* [WHAT THE EXERCISE ASKS]:
Count the lines in the records below that contain the word "house", and reply with the number alone.

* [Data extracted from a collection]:
Start
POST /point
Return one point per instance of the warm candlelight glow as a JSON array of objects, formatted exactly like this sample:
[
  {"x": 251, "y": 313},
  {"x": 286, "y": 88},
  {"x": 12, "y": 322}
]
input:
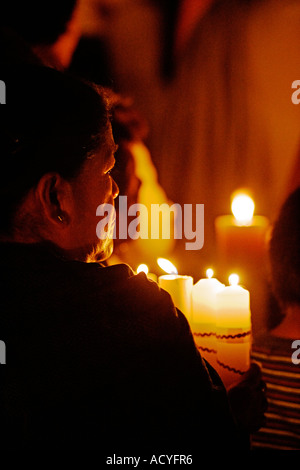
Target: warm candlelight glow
[
  {"x": 234, "y": 279},
  {"x": 142, "y": 268},
  {"x": 209, "y": 273},
  {"x": 167, "y": 266},
  {"x": 243, "y": 208}
]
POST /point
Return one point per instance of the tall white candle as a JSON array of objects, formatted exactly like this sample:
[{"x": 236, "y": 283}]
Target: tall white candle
[
  {"x": 233, "y": 331},
  {"x": 204, "y": 316}
]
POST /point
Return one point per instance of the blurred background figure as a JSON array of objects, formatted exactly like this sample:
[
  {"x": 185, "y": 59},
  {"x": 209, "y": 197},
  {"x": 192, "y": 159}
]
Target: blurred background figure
[
  {"x": 214, "y": 82},
  {"x": 137, "y": 179},
  {"x": 50, "y": 29},
  {"x": 273, "y": 350}
]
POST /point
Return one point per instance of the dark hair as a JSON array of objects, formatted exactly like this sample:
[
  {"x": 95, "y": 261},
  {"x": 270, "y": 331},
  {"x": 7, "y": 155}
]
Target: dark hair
[
  {"x": 51, "y": 122},
  {"x": 285, "y": 252},
  {"x": 38, "y": 22}
]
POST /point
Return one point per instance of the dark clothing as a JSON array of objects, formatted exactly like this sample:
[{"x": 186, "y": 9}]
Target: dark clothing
[{"x": 97, "y": 357}]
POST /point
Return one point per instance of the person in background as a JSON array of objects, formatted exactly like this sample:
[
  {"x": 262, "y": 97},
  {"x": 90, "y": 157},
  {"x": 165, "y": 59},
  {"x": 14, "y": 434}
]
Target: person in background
[
  {"x": 276, "y": 351},
  {"x": 137, "y": 179},
  {"x": 51, "y": 30},
  {"x": 97, "y": 357}
]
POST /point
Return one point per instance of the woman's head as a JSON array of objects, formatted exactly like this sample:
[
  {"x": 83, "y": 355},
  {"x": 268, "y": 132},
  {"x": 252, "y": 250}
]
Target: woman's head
[{"x": 57, "y": 148}]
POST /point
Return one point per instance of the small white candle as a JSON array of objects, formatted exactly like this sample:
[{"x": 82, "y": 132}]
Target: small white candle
[
  {"x": 233, "y": 331},
  {"x": 144, "y": 268},
  {"x": 204, "y": 313},
  {"x": 178, "y": 286}
]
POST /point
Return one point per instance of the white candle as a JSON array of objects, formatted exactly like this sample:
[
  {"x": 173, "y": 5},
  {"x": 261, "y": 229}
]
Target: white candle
[
  {"x": 233, "y": 331},
  {"x": 241, "y": 240},
  {"x": 144, "y": 268},
  {"x": 204, "y": 313},
  {"x": 178, "y": 286}
]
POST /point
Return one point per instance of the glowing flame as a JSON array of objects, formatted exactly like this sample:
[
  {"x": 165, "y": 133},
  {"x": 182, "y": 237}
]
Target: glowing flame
[
  {"x": 243, "y": 208},
  {"x": 209, "y": 273},
  {"x": 142, "y": 268},
  {"x": 234, "y": 279},
  {"x": 167, "y": 266}
]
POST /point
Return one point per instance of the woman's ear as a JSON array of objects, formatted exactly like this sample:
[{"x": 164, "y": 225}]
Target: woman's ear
[{"x": 55, "y": 197}]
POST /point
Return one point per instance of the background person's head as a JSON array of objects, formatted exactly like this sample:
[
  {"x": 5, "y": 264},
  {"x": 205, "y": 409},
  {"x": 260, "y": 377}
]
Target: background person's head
[
  {"x": 285, "y": 253},
  {"x": 57, "y": 149},
  {"x": 51, "y": 28}
]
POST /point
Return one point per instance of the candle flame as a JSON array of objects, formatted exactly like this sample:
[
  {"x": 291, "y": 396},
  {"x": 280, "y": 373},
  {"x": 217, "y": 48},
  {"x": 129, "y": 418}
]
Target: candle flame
[
  {"x": 142, "y": 268},
  {"x": 167, "y": 266},
  {"x": 242, "y": 208},
  {"x": 234, "y": 279},
  {"x": 209, "y": 273}
]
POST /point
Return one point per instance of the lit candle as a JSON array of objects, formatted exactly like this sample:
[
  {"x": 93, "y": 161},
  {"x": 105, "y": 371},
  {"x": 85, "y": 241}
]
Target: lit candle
[
  {"x": 242, "y": 246},
  {"x": 204, "y": 313},
  {"x": 144, "y": 268},
  {"x": 178, "y": 286},
  {"x": 233, "y": 331}
]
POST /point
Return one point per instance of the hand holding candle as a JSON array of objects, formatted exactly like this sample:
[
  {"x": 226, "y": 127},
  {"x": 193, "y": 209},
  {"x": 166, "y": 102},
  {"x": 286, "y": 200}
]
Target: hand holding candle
[
  {"x": 204, "y": 315},
  {"x": 233, "y": 331},
  {"x": 178, "y": 286}
]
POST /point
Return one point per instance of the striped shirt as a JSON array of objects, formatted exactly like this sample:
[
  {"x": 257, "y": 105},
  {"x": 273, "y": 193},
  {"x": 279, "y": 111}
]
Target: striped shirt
[{"x": 282, "y": 428}]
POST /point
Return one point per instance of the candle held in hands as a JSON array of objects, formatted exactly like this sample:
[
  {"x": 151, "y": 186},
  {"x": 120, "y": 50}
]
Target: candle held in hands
[
  {"x": 204, "y": 316},
  {"x": 242, "y": 246},
  {"x": 233, "y": 331}
]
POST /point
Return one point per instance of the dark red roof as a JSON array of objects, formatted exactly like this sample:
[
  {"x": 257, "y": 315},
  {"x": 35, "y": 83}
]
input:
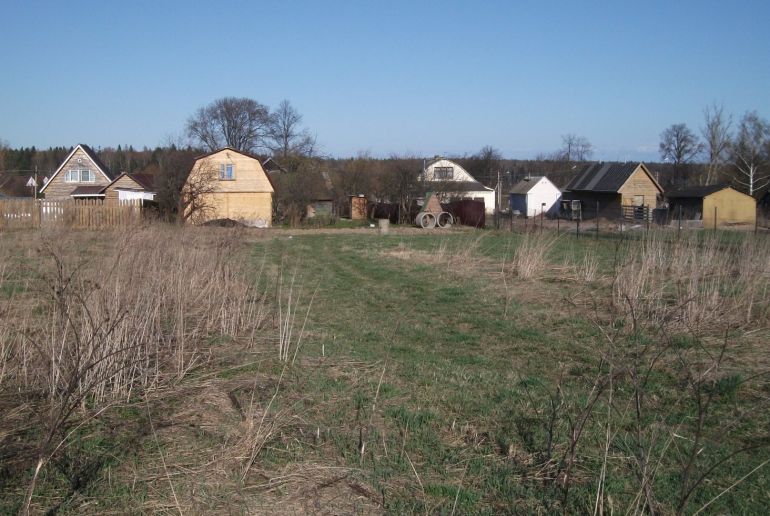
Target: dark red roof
[
  {"x": 92, "y": 190},
  {"x": 146, "y": 181}
]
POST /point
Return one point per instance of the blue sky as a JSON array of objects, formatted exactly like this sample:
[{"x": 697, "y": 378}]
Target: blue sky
[{"x": 384, "y": 77}]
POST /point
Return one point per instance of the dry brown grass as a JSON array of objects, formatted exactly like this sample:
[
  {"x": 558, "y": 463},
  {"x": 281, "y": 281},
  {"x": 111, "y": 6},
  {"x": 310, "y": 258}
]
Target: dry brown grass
[
  {"x": 529, "y": 258},
  {"x": 698, "y": 284},
  {"x": 88, "y": 320}
]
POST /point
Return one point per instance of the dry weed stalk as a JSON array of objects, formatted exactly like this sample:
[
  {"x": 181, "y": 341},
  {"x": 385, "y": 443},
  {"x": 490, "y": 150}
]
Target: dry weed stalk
[
  {"x": 695, "y": 283},
  {"x": 121, "y": 315}
]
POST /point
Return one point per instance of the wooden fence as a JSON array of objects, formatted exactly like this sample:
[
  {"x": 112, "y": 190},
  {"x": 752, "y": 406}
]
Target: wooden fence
[{"x": 80, "y": 214}]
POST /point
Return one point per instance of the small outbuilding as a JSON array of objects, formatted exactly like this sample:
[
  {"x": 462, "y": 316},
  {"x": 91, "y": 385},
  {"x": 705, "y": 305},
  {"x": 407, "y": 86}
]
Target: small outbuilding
[
  {"x": 715, "y": 205},
  {"x": 535, "y": 195}
]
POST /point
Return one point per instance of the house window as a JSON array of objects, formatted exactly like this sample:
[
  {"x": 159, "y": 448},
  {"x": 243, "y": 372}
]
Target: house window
[
  {"x": 226, "y": 172},
  {"x": 79, "y": 176}
]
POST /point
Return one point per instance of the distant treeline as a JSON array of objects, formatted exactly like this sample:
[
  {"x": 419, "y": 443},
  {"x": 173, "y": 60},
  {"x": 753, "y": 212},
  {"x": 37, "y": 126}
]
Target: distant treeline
[{"x": 341, "y": 176}]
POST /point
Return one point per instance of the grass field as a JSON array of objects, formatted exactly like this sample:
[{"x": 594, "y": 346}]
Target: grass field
[{"x": 466, "y": 372}]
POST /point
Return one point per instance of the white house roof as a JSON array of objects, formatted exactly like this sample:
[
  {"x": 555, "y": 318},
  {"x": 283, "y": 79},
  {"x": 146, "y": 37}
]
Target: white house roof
[{"x": 526, "y": 185}]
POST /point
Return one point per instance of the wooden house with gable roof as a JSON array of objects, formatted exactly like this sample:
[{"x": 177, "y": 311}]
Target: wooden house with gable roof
[
  {"x": 612, "y": 187},
  {"x": 81, "y": 175}
]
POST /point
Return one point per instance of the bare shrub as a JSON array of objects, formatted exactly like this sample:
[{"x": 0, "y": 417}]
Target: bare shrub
[{"x": 122, "y": 315}]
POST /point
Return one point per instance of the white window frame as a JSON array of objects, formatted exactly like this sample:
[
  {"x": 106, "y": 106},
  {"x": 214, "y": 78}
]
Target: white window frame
[
  {"x": 75, "y": 175},
  {"x": 223, "y": 172}
]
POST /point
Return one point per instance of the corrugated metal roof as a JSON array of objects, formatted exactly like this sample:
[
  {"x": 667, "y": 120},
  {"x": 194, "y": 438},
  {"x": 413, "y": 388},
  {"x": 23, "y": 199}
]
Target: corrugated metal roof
[
  {"x": 695, "y": 192},
  {"x": 456, "y": 186},
  {"x": 602, "y": 177},
  {"x": 525, "y": 185},
  {"x": 88, "y": 190}
]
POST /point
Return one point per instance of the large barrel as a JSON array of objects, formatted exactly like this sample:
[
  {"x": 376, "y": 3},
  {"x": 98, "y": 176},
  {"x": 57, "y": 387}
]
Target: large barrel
[
  {"x": 425, "y": 220},
  {"x": 444, "y": 220}
]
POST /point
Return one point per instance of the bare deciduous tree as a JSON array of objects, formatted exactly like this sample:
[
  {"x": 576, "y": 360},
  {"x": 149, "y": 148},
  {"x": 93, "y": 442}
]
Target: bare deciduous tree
[
  {"x": 680, "y": 146},
  {"x": 287, "y": 137},
  {"x": 716, "y": 137},
  {"x": 173, "y": 168},
  {"x": 486, "y": 164},
  {"x": 575, "y": 148},
  {"x": 195, "y": 200},
  {"x": 749, "y": 153},
  {"x": 240, "y": 123}
]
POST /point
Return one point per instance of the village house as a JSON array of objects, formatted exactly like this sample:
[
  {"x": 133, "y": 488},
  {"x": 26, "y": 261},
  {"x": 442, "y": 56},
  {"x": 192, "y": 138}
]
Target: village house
[
  {"x": 535, "y": 195},
  {"x": 230, "y": 184},
  {"x": 81, "y": 175},
  {"x": 449, "y": 181}
]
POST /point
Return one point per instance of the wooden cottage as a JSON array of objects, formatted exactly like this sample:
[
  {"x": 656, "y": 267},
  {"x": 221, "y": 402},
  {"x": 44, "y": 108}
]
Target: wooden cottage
[
  {"x": 81, "y": 175},
  {"x": 534, "y": 195},
  {"x": 715, "y": 205},
  {"x": 449, "y": 181},
  {"x": 615, "y": 188},
  {"x": 230, "y": 184}
]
End
* [CORRECT OUTPUT]:
8